Eric is the Founder and CEO of Alto Solutions, which provides investment access to alternative assets for all.

Diversification is one of the golden rules of investment management. By building a portfolio of different-performing assets, such as alternatives, investors are better able to reduce risk and generate stable, long-run returns.

For decades, the 60/40 portfolio of stocks and bonds represented the gold standard for diversification. Historically, investors could count on higher gains from stocks during market expansions while receiving safety and steady earnings from their bonds during downturns. However, that no longer seems to be the case.

A combination of global inflationary pressure plus central bank policies has created challenges not seen since the 1980s. One of these is that stock and bond prices now move in more similar directions and do not provide the same counterbalance.

In response, more investors and financial advisors are turning to alternative assets for this needed diversification. The 40/30/30 portfolio with 30% in alternative investments has emerged as a new model for portfolio construction.

The Rise Of The 40/30/30 Portfolio

The 40/30/30 portfolio takes diversification a step further. Rather than completely replacing publicly traded stocks and bonds with alternative assets, the strategy looks to include them as part of a balanced portfolio. The 40/30/30 portfolio recommends an allocation of 40% stocks, 30% bonds and 30% in alternative assets. The alternative portion should be spread over assets like private credit, infrastructure and real estate.

A recent study by KKR found that a 40/30/30 portfolio had a higher annual return than a 60/40 portfolio from 1927 to 2021, including in both high-inflation and low-inflation conditions. The 40/30/30 portfolio showed a reduced correlation to the performance of stock and bond markets. As a result, it delivered more diversification, greater resilience to downturns and better returns.

Considering that 2022 was the worst-performing year for a 60/40 portfolio in nearly a century, a growing appetite for a new investment approach that includes alternatives is thriving. It’s an opportunity for investors, provided they can access these assets.

---

> **WORK TASK A**:
Decide whether each statement below agrees with the passage on the 40/30/30 portfolio. Answer yes or no for each and quote the deciding words of the passage.
(i) The 40/30/30 strategy replaces publicly traded stocks and bonds entirely with alternative assets.
(ii) The KKR study compared the two portfolios over the period from 1927 to 2021.
(iii) 2022 was a strong year for the 60/40 portfolio.
> **WORK TASK B**: According to the passage on the 40/30/30 portfolio, what kinds of assets should the alternative portion be spread over?
> **WORK TASK C**: Summarize the passage on the 40/30/30 portfolio in two sentences.

Source records
---

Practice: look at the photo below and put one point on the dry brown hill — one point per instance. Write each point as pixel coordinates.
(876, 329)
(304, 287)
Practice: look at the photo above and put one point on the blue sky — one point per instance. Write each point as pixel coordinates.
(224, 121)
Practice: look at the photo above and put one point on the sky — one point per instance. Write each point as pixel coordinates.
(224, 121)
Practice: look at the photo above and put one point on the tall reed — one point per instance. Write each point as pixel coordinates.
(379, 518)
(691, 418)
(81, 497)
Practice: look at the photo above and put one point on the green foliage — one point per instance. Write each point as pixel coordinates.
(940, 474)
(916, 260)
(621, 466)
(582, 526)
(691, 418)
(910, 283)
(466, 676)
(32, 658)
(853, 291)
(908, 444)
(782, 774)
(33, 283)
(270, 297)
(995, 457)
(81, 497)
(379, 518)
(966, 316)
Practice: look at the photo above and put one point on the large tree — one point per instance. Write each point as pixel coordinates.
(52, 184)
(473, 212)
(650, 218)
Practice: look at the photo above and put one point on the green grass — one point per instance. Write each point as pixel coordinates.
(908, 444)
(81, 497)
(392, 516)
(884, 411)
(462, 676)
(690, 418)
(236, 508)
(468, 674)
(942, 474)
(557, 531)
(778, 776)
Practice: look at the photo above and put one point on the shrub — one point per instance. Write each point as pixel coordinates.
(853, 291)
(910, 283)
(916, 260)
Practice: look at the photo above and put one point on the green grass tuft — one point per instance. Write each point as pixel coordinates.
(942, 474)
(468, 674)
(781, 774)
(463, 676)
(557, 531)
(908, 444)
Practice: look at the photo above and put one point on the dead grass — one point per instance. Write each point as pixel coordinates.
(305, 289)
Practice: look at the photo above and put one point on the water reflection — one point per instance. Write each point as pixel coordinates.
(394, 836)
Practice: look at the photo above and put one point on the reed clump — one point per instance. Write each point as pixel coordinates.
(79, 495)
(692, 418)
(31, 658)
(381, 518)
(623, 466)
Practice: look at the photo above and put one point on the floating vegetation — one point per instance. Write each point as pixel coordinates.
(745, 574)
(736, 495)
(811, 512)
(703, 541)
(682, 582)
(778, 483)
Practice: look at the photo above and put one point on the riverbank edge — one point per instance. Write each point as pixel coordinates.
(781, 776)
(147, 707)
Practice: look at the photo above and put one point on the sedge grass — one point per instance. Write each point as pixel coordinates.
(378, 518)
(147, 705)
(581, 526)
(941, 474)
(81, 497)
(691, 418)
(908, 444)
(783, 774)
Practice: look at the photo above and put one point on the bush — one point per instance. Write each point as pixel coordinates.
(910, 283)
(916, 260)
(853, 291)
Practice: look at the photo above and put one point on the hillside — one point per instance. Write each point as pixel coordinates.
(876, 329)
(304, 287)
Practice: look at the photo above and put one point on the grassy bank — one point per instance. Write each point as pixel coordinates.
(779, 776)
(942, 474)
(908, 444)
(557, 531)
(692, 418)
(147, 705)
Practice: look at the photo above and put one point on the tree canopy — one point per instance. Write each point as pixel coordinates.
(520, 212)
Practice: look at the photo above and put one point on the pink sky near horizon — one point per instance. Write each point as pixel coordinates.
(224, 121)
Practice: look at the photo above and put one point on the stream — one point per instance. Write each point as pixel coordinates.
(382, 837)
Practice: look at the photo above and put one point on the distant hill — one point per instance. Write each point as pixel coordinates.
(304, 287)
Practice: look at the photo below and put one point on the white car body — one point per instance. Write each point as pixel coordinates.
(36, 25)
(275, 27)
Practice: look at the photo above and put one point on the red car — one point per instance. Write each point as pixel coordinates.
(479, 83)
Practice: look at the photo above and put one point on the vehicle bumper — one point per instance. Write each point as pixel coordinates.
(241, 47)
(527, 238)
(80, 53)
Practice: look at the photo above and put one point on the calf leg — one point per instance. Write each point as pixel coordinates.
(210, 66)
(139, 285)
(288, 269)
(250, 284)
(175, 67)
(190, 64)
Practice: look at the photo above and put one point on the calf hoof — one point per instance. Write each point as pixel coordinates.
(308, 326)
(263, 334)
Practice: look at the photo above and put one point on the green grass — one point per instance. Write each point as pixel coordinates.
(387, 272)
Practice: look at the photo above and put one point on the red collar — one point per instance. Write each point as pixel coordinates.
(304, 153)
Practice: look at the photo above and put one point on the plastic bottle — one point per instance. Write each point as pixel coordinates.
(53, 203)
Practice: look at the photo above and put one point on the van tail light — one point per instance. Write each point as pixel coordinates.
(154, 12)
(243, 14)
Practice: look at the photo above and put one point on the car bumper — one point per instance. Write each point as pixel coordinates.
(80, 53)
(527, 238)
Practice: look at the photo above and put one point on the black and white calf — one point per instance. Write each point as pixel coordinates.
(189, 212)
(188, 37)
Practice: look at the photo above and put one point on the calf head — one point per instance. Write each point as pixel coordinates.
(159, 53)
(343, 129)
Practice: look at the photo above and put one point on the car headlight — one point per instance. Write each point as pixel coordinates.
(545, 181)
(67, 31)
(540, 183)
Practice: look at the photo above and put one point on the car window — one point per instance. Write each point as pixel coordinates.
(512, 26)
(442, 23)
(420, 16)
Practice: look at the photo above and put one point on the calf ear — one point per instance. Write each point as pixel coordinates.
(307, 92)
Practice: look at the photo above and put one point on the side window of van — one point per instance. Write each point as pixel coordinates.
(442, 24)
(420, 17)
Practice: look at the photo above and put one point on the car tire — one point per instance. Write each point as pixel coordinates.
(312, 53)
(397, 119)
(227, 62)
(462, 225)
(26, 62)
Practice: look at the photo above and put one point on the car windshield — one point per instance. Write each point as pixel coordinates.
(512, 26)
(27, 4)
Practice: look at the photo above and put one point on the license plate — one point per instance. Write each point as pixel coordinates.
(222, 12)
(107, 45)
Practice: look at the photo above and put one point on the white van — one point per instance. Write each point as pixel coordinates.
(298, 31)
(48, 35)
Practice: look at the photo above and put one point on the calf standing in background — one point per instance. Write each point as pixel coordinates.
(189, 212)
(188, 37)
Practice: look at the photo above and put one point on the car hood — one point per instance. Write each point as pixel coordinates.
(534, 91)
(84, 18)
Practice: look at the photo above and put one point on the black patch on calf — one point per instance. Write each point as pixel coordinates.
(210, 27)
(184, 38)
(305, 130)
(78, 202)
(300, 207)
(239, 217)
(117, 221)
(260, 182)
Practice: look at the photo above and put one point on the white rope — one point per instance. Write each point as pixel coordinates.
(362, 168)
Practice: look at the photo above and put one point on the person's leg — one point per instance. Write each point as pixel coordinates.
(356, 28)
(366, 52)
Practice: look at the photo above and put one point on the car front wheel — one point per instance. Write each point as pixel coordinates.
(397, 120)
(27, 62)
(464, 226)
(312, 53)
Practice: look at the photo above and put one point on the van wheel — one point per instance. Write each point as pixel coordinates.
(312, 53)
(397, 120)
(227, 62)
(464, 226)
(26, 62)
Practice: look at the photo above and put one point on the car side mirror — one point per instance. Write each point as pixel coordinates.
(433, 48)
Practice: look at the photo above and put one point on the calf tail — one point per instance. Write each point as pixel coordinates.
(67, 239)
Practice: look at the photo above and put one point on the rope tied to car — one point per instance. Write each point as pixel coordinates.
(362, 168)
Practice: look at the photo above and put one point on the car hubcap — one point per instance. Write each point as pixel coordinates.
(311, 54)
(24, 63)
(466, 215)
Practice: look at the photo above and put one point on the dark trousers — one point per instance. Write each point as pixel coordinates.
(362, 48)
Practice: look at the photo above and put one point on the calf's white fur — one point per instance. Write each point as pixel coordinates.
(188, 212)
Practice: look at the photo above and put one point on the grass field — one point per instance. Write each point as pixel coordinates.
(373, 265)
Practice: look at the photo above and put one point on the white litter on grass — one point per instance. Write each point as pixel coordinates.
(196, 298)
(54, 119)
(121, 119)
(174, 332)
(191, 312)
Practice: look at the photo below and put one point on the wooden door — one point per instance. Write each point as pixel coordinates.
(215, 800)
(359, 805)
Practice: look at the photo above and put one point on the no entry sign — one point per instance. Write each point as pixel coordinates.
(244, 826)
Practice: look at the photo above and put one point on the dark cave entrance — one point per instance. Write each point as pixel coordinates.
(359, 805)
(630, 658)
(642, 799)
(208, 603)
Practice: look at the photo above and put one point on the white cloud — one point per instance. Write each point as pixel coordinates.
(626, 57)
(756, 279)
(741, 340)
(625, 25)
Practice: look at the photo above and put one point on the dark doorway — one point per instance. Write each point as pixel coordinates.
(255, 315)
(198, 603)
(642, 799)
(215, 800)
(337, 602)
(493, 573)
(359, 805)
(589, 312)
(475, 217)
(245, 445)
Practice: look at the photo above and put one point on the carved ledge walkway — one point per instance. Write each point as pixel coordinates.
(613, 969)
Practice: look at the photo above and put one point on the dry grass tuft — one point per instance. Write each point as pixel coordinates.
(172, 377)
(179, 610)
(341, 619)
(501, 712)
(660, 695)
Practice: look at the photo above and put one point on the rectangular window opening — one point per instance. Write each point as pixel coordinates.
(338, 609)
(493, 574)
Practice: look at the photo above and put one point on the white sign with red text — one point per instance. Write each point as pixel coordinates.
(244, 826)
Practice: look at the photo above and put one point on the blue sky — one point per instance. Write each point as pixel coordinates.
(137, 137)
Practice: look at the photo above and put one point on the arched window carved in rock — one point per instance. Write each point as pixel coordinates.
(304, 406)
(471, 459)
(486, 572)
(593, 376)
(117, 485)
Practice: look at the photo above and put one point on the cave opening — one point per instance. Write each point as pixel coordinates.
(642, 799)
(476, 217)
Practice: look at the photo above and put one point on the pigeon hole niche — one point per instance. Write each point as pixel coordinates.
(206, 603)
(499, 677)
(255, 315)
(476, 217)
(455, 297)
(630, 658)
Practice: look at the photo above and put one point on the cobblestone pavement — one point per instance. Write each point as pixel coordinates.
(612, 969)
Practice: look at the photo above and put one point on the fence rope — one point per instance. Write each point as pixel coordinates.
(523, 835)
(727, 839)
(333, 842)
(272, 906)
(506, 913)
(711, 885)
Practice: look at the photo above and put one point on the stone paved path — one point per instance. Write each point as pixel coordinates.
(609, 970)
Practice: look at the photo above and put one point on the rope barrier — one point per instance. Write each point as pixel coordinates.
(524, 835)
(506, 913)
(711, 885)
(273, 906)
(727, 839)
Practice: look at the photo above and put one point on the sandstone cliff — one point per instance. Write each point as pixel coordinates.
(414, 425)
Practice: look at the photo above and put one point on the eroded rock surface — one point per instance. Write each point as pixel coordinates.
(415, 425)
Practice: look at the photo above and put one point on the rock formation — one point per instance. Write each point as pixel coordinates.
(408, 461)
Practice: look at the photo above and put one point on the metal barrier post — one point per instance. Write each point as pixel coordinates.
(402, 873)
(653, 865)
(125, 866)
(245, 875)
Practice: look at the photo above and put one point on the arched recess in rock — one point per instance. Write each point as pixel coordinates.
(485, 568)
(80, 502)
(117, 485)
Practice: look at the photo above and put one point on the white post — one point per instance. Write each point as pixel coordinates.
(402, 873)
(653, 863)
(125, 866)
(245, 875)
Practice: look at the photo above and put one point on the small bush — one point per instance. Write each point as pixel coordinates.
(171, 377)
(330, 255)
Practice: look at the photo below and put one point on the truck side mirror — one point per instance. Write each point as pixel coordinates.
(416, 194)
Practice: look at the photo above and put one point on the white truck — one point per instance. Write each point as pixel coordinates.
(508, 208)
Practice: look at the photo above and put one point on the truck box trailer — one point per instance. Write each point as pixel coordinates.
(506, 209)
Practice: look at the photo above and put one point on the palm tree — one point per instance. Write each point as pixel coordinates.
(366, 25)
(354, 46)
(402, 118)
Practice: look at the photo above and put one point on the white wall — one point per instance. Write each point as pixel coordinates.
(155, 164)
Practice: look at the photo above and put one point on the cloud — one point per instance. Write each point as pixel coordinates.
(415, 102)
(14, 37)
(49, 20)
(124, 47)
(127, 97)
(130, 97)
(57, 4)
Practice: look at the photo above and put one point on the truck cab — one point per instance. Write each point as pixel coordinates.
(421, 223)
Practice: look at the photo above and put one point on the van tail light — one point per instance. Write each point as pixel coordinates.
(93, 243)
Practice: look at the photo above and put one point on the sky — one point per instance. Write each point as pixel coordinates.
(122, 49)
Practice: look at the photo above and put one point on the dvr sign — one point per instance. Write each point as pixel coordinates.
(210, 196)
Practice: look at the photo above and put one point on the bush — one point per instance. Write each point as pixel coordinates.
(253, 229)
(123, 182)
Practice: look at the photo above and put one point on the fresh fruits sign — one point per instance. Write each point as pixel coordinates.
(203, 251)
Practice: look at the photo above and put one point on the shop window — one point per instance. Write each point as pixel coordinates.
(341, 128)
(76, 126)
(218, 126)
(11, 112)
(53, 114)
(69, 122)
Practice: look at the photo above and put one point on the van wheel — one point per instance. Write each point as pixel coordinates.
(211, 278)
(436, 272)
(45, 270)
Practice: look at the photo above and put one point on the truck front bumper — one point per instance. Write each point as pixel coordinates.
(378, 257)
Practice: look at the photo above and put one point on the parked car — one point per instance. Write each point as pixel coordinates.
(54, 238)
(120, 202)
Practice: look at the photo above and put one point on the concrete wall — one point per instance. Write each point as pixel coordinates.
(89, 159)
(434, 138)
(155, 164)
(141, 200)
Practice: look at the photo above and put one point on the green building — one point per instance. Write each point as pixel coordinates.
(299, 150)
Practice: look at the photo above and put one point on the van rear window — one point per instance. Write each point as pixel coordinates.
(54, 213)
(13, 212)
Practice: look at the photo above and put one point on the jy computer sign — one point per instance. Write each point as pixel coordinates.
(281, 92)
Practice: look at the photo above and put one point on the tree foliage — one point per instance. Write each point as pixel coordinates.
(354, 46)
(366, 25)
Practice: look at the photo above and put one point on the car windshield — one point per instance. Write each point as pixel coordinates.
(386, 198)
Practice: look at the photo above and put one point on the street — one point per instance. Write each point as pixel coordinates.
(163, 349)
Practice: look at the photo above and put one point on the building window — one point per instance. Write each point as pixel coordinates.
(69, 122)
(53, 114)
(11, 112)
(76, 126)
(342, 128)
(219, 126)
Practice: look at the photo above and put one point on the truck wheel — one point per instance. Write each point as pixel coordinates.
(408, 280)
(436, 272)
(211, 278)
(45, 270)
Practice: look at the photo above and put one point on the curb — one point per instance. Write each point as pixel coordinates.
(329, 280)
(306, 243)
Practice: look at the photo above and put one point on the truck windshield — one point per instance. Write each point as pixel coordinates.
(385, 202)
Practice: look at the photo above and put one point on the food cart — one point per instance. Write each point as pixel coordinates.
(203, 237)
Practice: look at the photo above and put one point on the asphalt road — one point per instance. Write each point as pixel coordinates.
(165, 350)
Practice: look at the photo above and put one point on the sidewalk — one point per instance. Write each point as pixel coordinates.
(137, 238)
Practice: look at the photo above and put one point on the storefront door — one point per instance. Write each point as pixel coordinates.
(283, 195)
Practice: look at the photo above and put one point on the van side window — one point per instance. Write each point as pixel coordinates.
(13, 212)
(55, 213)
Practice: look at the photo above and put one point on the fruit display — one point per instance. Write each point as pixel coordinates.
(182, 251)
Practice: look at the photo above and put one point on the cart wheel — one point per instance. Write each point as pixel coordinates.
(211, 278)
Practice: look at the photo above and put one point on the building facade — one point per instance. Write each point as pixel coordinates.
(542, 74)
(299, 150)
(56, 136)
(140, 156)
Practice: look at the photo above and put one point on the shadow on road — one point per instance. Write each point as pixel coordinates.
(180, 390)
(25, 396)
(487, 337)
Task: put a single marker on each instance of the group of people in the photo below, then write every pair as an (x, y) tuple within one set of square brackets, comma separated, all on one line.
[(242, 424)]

---

> **RESPONSE BOX A**:
(i) No: "Rather than completely replacing publicly traded stocks and bonds with alternative assets, the strategy looks to include them as part of a balanced portfolio."
(ii) Yes: "A recent study by KKR found that a 40/30/30 portfolio had a higher annual return than a 60/40 portfolio from 1927 to 2021"
(iii) No: "2022 was the worst-performing year for a 60/40 portfolio in nearly a century"

> **RESPONSE BOX B**: Private credit, infrastructure and real estate.

> **RESPONSE BOX C**: Inflation and central bank policies have made stock and bond prices move in more similar directions, so the 60/40 portfolio no longer provides the counterbalance it once did, and investors are turning to alternative assets. The 40/30/30 portfolio puts 40% in stocks, 30% in bonds and 30% in alternatives, and a KKR study found it earned a higher annual return than a 60/40 portfolio from 1927 to 2021, with more diversification and greater resilience to downturns.